CHALLENGE:
Reproduce the data from the line containing "Task: annotate every instance of the sofa armrest" through the end of the data, offsetting both numbers of every coordinate pair listed under a "Query:" line by 62. Keep all other lines unchanged, including the sample coordinates.

Rows from a dataset:
++++++++++++++++++++

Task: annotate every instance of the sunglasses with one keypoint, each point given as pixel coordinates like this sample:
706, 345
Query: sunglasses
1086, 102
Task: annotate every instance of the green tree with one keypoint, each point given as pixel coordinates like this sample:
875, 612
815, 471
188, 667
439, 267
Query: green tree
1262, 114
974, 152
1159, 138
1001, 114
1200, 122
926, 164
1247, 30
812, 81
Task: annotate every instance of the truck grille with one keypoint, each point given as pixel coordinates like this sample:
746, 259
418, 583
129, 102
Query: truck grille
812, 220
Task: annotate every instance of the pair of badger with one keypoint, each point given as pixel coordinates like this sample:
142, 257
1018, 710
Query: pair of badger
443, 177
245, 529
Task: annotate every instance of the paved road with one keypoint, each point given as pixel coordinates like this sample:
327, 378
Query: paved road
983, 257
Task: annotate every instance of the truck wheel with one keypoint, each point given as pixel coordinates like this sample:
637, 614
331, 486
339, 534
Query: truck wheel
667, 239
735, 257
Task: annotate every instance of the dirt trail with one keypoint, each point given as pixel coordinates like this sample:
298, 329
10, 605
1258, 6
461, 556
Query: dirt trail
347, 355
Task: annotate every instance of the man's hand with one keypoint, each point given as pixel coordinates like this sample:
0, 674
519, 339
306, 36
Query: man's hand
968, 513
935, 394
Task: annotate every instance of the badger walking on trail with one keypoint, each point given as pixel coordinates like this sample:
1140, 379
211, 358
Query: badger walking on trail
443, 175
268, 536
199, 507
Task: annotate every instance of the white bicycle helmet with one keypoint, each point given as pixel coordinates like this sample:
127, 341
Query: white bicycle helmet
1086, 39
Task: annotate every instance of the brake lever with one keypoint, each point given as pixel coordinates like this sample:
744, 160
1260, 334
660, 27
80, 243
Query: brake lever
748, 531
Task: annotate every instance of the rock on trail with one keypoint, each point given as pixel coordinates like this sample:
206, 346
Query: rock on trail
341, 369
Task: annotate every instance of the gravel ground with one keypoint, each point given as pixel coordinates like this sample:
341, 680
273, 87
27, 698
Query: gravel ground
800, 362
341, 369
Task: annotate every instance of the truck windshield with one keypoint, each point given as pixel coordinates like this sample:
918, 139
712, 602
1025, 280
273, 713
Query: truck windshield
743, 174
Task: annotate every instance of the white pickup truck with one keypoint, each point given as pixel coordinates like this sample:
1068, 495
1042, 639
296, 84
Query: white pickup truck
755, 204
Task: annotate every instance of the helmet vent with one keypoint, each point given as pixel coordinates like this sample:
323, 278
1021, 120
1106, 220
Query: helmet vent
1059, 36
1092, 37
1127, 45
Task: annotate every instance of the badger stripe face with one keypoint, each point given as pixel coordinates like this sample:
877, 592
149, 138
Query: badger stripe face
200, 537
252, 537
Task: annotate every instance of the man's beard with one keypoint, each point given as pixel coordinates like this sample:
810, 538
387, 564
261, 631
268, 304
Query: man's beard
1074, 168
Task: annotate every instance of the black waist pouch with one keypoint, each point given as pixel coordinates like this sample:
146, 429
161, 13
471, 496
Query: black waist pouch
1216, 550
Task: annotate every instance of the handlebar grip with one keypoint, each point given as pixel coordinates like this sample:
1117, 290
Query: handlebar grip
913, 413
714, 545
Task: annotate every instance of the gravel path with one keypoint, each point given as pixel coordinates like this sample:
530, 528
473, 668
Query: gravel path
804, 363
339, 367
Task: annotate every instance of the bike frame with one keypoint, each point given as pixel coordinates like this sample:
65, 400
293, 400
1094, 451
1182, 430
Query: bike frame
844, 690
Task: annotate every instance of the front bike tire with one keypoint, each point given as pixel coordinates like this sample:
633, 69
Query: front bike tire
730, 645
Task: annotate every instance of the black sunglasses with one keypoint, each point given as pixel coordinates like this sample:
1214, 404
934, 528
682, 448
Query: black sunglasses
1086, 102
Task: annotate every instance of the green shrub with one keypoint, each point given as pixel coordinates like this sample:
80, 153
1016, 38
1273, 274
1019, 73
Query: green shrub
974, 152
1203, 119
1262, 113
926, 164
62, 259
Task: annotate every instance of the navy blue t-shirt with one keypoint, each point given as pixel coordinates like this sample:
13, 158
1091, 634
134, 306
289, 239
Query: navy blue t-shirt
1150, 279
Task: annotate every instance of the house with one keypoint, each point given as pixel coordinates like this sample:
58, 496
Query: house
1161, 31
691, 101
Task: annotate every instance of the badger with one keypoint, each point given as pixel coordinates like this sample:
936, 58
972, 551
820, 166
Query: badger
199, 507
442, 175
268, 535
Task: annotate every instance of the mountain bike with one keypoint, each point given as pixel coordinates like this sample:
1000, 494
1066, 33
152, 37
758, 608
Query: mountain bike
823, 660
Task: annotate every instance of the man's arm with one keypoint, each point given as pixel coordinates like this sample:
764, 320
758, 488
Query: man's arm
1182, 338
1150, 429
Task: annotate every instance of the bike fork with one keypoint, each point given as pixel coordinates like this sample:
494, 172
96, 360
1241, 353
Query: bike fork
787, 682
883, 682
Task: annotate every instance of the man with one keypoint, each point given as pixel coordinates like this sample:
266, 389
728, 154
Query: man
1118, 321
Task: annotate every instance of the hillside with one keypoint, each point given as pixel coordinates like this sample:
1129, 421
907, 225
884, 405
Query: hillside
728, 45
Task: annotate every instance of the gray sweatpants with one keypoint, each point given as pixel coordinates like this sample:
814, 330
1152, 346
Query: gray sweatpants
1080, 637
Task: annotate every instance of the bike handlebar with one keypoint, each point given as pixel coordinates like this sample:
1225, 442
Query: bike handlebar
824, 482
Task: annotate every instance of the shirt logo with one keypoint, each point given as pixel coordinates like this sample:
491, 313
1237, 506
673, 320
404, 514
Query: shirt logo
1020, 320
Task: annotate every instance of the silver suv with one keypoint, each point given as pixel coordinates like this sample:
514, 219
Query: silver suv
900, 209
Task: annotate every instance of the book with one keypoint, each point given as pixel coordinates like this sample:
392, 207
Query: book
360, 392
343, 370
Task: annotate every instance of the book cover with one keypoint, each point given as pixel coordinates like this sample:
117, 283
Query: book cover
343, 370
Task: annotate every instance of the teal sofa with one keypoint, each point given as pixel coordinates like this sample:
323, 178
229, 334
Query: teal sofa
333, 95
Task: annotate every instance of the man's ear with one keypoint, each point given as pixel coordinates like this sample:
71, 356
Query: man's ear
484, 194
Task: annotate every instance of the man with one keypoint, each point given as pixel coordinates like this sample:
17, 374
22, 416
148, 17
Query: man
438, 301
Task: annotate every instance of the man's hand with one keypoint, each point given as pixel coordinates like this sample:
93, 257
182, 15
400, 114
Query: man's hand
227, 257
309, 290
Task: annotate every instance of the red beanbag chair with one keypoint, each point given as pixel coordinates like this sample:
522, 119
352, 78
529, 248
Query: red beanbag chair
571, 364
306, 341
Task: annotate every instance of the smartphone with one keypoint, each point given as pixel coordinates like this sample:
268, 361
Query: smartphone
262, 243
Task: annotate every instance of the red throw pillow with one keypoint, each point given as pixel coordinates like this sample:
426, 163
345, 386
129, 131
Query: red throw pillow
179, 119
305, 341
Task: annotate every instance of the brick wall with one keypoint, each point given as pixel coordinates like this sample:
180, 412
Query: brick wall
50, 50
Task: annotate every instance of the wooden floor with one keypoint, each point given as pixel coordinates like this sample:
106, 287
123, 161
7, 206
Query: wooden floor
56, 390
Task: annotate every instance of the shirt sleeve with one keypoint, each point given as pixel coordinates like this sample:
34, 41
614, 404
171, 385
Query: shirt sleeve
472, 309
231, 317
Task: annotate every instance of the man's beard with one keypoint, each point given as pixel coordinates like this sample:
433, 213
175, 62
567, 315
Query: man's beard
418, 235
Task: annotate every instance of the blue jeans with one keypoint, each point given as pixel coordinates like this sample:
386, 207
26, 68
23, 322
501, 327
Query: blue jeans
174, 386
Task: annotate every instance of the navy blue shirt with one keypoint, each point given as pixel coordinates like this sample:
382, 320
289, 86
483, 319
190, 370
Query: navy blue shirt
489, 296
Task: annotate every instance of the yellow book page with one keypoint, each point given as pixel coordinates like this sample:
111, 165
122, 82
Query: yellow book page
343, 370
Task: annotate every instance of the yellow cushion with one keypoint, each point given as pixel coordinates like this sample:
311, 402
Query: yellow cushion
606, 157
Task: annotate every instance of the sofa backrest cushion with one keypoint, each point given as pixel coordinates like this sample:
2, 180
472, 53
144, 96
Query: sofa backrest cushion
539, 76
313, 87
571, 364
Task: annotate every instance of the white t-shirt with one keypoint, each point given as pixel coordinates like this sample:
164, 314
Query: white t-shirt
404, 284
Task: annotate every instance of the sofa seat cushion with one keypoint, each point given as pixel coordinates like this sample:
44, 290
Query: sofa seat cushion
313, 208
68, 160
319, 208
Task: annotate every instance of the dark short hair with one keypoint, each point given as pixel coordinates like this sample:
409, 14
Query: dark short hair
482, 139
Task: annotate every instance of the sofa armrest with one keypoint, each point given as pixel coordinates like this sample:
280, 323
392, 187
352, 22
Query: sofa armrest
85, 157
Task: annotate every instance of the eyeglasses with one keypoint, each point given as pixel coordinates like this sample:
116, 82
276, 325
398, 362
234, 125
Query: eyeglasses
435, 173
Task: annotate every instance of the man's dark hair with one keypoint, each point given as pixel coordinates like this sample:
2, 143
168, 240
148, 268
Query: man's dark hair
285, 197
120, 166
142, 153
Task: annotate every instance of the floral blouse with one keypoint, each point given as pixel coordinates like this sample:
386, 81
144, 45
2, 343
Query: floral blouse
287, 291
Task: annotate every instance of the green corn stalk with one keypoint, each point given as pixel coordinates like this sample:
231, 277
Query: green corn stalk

++++++++++++++++++++

TASK ANSWER:
Task: annotate every instance of the sofa armrest with one keypoint, each point given as pixel coordinates like this sample:
280, 323
392, 187
352, 22
Query: sofa armrest
147, 219
Task: annotate every instance of the eyeglasses with one keypoint, each point given as pixel coordinates like this sample:
116, 82
276, 325
398, 362
234, 125
Query: eyeglasses
497, 235
Task: annotate every instance of the man's dark hair with one keypoint, each point given as pixel coordinates like this sample:
2, 143
168, 240
148, 268
Query: man's dark hair
347, 259
182, 228
204, 215
Task: annotate every instance of the floral blouse with one keypoint, each point given as pixel coordinates like this sample:
386, 81
144, 45
2, 343
Query: floral blouse
349, 353
Task: annotate every instance of the green corn stalk with one keypoint, each point given as pixel coordinates like this sample:
231, 277
Query: green corn stalk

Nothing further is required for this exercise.